TAREFAS A CUMPRIR:
**a)** No trecho sobre ídolos da música, que banda impregnou o amor pelo heavy metal no DNA de quem escreve?
**b)** Resuma em duas frases o trecho sobre ídolos da música.

TRECHO:
>>>
Quando os deuses tornam-se humanos

Quando estamos crescendo, é não apenas natural, mas diria até mesmo vital, espelhar-nos em algumas figuras. Os pais, amigos mais velhos, irmãos, tornam-se referências e inspirações em nossas vidas.

Para o fã de música, a identificação com os ídolos exerce papel semelhante. Você passa a adolescência toda descobrindo um novo mundo repleto de sons, e alguns batem tão forte que acabam tornando a relação fã-ídolo algo extremamente próximo no campo emocional, ainda que ambos nunca tenham se encontrado pessoalmente.

No meu caso, os Beatles mostraram um novo mundo, o Led Zeppelin revelou que tudo era possível, e o Iron Maiden impregnou o amor pelo heavy metal em todo o meu DNA. Por essa razão, três figuras em especial representam mais do que apenas ídolos para mim: Paul McCartney, Jimmy Page e Bruce Dickinson. Dois deles já vi ao vivo, enquanto Page, apesar de fazer parte dos meus dias desde sempre, jamais esteve fisicamente ao meu lado.
<<<
DADOS DISPONÍVEIS:
>>>
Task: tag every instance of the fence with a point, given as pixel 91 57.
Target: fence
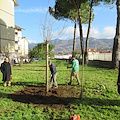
<<<
RESPOSTAS DADAS:
**a)** O Iron Maiden.

**b)** Durante o crescimento, é natural e até vital espelhar-se em figuras como pais, irmãos e amigos mais velhos, e para o fã de música os ídolos têm papel semelhante, criando uma proximidade emocional mesmo sem encontro pessoal. Para quem escreve, Beatles, Led Zeppelin e Iron Maiden foram decisivos, e Paul McCartney, Jimmy Page e Bruce Dickinson são mais do que ídolos, sendo Page o único desses três que nunca esteve fisicamente ao seu lado.